[RECORDS SUPPLIED — start]
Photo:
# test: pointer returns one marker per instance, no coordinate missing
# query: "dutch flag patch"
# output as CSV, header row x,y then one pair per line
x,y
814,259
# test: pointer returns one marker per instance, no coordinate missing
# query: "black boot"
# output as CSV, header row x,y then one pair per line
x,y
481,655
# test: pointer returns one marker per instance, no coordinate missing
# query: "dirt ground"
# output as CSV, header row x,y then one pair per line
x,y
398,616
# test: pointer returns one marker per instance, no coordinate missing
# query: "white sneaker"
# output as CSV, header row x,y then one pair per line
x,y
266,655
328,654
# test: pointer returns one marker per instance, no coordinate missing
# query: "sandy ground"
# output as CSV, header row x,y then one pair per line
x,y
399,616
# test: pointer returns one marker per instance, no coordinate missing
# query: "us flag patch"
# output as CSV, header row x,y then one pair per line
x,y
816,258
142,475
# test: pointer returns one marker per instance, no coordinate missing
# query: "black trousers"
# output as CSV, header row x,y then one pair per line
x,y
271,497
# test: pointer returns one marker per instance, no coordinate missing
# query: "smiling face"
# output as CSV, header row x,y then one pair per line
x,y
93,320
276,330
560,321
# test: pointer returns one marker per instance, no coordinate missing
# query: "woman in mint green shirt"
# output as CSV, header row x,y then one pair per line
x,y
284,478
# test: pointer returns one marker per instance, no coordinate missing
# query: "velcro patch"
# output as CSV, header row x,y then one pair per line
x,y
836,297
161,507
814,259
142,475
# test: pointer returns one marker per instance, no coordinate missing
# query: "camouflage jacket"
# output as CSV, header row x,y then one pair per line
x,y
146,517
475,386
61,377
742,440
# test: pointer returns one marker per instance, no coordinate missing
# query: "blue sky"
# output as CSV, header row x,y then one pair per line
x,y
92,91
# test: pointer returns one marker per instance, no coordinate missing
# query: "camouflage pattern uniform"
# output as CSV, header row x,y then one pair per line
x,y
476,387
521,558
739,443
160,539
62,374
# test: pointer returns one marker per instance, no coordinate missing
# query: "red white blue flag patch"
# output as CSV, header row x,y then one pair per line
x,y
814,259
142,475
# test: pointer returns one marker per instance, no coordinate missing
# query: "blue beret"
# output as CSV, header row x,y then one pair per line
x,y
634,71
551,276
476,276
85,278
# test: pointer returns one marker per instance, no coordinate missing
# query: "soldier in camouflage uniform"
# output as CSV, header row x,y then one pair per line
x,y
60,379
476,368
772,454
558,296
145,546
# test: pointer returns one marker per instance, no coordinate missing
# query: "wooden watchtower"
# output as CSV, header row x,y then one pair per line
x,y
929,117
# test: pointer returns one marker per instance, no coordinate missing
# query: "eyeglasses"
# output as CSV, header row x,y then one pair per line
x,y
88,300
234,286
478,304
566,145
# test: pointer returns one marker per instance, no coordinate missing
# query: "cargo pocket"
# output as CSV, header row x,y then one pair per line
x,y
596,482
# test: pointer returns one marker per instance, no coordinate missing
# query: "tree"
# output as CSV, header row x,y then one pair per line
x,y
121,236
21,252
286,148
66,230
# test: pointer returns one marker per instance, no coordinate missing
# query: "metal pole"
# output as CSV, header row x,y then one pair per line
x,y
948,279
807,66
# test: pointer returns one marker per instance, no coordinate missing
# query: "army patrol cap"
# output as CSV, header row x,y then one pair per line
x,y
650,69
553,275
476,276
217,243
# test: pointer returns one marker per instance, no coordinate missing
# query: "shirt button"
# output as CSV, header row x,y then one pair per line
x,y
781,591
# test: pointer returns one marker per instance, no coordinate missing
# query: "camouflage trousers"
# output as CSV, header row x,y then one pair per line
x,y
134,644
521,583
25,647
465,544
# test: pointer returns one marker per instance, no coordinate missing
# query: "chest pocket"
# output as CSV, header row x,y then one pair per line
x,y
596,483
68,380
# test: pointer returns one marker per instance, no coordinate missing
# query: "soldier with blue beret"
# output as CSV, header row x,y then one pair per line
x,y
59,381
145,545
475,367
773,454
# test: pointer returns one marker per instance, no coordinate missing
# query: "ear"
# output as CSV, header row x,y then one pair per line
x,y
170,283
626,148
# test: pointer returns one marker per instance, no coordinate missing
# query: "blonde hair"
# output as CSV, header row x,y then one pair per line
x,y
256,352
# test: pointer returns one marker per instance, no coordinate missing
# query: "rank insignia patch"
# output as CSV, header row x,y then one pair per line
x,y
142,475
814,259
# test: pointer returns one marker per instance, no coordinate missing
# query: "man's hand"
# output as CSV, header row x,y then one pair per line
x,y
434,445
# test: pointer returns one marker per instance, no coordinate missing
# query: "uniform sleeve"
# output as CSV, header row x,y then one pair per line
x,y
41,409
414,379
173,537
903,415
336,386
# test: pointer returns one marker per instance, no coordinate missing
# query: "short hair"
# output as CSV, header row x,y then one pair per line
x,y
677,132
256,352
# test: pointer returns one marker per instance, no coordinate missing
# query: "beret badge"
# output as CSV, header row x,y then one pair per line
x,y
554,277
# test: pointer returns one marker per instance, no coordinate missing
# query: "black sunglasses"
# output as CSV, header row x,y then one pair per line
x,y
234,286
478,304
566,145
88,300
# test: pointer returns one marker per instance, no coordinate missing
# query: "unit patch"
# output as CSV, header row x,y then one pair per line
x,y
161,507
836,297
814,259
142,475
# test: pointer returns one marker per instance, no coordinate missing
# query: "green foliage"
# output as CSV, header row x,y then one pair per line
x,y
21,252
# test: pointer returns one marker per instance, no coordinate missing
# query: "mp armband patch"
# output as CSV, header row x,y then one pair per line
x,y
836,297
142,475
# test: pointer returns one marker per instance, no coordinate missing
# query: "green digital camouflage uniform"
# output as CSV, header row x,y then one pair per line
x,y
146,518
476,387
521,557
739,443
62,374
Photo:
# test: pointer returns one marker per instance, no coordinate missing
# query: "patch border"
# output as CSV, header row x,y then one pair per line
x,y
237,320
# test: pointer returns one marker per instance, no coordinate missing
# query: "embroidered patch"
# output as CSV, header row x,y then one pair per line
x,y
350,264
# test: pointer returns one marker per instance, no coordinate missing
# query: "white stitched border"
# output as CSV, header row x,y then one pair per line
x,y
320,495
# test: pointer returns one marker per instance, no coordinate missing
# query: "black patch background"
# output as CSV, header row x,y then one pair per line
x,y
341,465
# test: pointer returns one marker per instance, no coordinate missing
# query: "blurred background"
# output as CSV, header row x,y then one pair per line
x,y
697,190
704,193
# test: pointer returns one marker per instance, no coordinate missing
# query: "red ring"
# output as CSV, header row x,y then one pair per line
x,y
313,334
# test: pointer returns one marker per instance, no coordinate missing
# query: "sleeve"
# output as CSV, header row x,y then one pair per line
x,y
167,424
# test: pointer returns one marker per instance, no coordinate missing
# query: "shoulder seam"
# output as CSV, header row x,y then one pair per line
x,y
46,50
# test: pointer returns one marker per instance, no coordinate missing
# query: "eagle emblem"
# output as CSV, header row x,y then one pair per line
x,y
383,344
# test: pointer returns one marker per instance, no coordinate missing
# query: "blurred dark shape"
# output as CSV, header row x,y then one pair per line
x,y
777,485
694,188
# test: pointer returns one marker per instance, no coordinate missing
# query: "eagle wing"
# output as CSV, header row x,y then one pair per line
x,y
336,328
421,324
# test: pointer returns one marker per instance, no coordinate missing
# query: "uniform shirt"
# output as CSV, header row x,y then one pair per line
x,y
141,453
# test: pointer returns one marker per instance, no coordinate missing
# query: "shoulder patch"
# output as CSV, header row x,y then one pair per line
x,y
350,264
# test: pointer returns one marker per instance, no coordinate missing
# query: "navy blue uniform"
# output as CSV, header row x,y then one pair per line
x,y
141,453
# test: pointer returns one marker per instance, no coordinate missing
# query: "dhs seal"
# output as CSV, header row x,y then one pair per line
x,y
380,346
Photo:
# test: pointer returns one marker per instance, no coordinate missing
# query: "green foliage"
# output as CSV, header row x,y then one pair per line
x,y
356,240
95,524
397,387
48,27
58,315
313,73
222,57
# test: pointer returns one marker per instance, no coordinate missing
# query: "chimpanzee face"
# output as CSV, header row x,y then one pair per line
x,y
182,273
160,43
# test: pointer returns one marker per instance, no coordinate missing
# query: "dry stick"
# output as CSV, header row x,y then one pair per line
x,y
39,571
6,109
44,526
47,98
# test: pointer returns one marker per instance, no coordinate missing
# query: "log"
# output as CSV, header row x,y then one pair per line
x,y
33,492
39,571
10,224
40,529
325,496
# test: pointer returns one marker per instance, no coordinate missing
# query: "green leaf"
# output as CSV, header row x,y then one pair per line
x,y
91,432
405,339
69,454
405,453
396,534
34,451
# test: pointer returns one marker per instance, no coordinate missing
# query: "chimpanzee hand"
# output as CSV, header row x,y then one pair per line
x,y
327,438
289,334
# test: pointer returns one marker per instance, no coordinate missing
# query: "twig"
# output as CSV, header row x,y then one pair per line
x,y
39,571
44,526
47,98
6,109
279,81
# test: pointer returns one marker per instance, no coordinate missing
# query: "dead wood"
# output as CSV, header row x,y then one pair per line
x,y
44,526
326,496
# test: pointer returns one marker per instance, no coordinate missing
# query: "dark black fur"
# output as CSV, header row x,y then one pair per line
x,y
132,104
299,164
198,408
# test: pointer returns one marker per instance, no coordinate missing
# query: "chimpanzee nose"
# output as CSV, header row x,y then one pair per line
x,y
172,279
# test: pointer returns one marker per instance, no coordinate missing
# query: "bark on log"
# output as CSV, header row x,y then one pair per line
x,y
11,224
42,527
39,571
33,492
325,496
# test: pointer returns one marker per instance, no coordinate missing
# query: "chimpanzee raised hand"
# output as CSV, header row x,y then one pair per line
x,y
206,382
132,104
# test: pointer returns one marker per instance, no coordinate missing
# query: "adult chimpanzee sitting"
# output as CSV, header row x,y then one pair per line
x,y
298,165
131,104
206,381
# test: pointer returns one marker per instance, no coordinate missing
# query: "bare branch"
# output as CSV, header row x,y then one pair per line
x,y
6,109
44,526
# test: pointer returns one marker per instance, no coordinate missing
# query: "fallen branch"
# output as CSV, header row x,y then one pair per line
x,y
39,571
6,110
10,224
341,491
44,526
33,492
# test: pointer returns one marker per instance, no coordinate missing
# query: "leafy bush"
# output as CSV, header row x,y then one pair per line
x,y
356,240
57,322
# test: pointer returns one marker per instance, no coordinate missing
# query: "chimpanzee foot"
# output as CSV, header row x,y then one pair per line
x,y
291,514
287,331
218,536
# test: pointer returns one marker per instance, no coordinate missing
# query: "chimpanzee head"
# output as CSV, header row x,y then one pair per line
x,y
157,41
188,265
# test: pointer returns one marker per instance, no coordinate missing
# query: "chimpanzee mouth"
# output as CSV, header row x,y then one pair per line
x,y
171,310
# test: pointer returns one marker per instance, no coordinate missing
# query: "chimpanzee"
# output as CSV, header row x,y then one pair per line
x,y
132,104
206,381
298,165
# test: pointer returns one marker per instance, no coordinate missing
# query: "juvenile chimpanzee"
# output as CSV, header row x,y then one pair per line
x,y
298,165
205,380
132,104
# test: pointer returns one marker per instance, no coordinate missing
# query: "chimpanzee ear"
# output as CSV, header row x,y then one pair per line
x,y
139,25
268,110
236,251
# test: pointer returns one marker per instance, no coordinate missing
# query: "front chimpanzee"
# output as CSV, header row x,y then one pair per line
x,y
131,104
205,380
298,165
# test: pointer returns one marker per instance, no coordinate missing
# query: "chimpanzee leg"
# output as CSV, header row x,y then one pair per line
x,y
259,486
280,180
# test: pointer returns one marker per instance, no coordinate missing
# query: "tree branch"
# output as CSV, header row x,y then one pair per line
[RECORDS SUPPLIED — finish]
PROBLEM DESCRIPTION: Across the entries, how many lines contain "hand"? Reply with the number only.

ANSWER BELOW: 3